Bushcrafter through and through
Oct 1, 2008
8,141
88
W. Yorkshire
I signed the petition against this the other day.

My take is its Monsanto trying to gain a monopoly on food production. They dont want you to have seeds capable of producing viable seed from it. They want us all to grow their "special" seeds which have suicide genes built into them so they cant produce viable seed. Also known as F1 varieties. So you buy new seed every year from them.
 

Joel_m

Member
Jul 31, 2012
31
2
Berkshire
This is the first time I have heard about this... So let me get this right...

For instance .... Two years ago I grew some sweet peppers and chillis in the same room (I think they were Fresno chiilis) last year I planted the chilli seeds I saved to grow some more and what I got out was some odd peppers that had obviously cross bread with the sweet peppers.

**RECORDS SHOWN**:
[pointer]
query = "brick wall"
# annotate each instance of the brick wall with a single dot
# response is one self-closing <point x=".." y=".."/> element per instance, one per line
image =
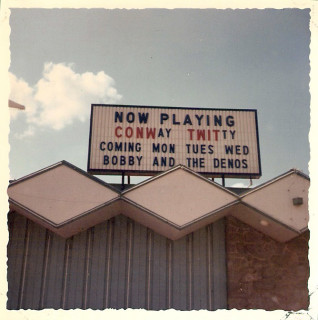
<point x="263" y="273"/>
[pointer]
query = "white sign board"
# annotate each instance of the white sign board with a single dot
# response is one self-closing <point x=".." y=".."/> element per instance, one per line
<point x="144" y="140"/>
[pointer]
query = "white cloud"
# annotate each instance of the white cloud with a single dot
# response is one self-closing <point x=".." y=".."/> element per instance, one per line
<point x="61" y="96"/>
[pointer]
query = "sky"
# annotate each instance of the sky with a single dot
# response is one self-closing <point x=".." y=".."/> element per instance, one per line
<point x="63" y="60"/>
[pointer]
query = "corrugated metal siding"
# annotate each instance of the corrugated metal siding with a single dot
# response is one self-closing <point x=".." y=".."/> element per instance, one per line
<point x="116" y="264"/>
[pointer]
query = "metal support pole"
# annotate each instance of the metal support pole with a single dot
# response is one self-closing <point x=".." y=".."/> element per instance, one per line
<point x="123" y="180"/>
<point x="223" y="181"/>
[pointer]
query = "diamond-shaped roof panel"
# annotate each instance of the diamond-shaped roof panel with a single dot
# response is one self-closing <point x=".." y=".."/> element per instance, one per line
<point x="60" y="193"/>
<point x="284" y="199"/>
<point x="181" y="196"/>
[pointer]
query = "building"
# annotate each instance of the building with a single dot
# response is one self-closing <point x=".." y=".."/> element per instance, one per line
<point x="177" y="240"/>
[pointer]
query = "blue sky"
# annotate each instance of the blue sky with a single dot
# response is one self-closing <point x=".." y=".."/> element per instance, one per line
<point x="62" y="60"/>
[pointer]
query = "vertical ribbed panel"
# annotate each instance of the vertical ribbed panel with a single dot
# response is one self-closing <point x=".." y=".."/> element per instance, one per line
<point x="116" y="264"/>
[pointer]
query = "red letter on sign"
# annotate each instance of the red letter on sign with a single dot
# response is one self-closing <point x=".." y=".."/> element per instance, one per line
<point x="118" y="135"/>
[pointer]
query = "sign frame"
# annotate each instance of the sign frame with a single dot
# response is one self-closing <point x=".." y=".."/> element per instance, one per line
<point x="250" y="175"/>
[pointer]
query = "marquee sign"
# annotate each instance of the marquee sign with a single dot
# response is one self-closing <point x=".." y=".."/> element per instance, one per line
<point x="144" y="140"/>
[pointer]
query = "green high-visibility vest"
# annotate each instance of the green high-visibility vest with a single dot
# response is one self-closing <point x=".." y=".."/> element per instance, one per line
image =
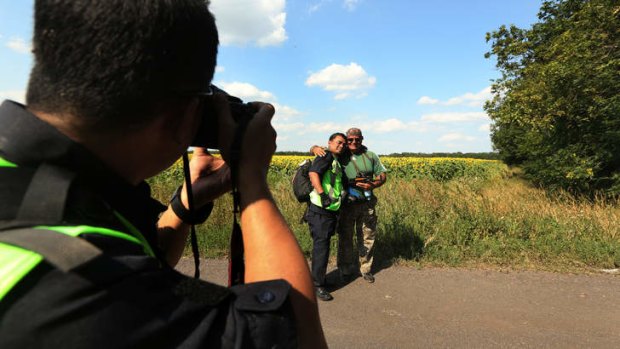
<point x="16" y="262"/>
<point x="332" y="185"/>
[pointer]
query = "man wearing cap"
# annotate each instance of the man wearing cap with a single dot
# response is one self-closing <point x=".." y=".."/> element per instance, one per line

**WHAT TO DO**:
- 1) Answer these questions about the seed-saving forum thread, one per line:
(a) What region is listed for the first poster?
(b) According to the first post, what other name do the "special" seeds with suicide genes go by?
(c) Which two kinds of plants did Joel_m grow in the same room two years ago?
- 2) List every number in the seed-saving forum thread that stands on a line by itself.

**ANSWERS BELOW**:
- 1)
(a) W. Yorkshire
(b) F1 varieties
(c) Sweet peppers and chillis

- 2)
8,141
88
31
2